**Текст упражнения:**
▼
В экспозиции представлен целый ряд левитановских пейзажей – «Волга. Тихий день», «Восход луны. Деревня», бесконечные поля и перелески, высокое небо, дороги, ведущие в бесконечность. Широка ты, Русь! Неожиданностью будет его натюрморт «Астры» - волшебно-капризные цветы в маленькой вазе. Левитан был непревзойдённым колористом и знал все возможности красок, оттенков, нюансов.
А тут – работы Алексея Саврасова, который учил и Коровина, и Левитана. «Придет к нам в мастерскую и говорит: «Ступайте писать – ведь весна, уж лужи, воробьи чирикают – хорошо. Ступайте писать, пишите этюды, изучайте, главное – чувствуйте». Кругом стоим мы и ждем, что скажет нам этот милый, самый дорогой наш человек. А Саврасов говорит, что даль уже синеет, на дубах кора высохла, что писать нужно, только почувствовав», - с нежностью вспоминал Коровин этого костлявого, но сильного и, увы, тяжело пьющего мэтра.
▲
**Собранные данные:**
▼
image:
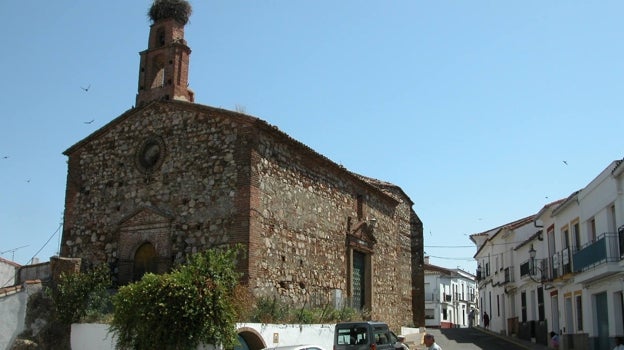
▲
**Задания:**
1) Перечислите названия всех работ Левитана, приведенные в тексте о выставке пейзажей.
2) Допишите текст о выставке пейзажей Левитана и Саврасова, начав сразу после его последнего предложения.

**Ответы:**
1)
«Волга. Тихий день»
«Восход луны. Деревня»
«Астры»

2)
Саврасов представлен картиной «Пикник», а то была остромодная тема 1870-1890-х годов – чуть не каждый европейский мастер, особливо в Парижах, спешил запечатлеть вылазку молодёжи в сельскую, лесную местность. Урбанизация, рост промышленности, дымы и гулы – это делало городское бытие малоприятным, оттого-то стали популярными пикники с прогулками и флиртом. Саврасов смещает акцент на деревья, небо и серпик луны, а люди поданы схематично – они в глубине композиции.
Василий Поленов - ещё один преподаватель Константина Коровина. «Перед окончанием московского Училища живописи и ваяния мы, пейзажисты, узнали, что к нам вступит профессором в училище Поленов. На передвижной выставке был его пейзаж: желтый песочный бугор, отраженный в воде реки в солнечный день летом. Какие свежие, радостные краски и солнце! Густая живопись. Я и Левитан были поражены этой картиной. Я тоже видел синие тени, но боялся их брать, — все находили: слишком ярко. Я и Левитан с нетерпением ждали появления в школе Поленова. Натурный класс, ученики все в сборе. Он пришел. В лице его и манерах, во всем облике было что-то общее с Тургеневым...», - так описывал Коровин первые встречи с этим гуру пейзажа.
Именно Поленов заметил импрессионистские нотки в ученических работах молодого Коровина: «— Вы импрессионист? Вы знаете их? — Нет, — ответил я. — Не знаю ни одного. Поленов был в недоумении…» Среди экспонатов – ряд небольших картин Поленова. Это, скорее, эскизы, причём самым главным тут является игра цвета. Так, «Ручей» — это восприятие различных оттенков зелёного.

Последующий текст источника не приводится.